_WORK TASK_.
Here is a block of records. Copy every line in it that includes "white".

_MATERIAL FOR THIS EXERCISE_.

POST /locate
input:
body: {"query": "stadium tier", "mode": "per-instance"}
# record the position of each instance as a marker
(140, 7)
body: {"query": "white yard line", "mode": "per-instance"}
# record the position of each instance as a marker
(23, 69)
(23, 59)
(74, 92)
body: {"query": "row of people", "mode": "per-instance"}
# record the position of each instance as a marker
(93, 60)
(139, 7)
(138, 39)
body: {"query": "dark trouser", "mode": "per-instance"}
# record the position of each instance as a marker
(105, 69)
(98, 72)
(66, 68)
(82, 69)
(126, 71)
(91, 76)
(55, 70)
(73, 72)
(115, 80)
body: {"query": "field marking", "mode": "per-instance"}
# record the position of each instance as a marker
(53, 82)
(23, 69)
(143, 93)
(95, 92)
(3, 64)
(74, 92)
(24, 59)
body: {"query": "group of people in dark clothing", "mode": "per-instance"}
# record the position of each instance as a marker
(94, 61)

---

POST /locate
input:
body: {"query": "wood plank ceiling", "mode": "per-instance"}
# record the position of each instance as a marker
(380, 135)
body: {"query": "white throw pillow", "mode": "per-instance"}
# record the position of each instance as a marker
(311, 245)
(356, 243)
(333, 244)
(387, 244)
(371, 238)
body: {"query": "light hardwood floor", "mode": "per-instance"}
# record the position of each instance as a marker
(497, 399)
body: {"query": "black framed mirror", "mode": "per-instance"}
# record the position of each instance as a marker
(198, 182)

_TASK SOLUTION_.
body: {"query": "white yard line", "mode": "per-instance"}
body: {"query": "white throw pillow", "mode": "per-instance"}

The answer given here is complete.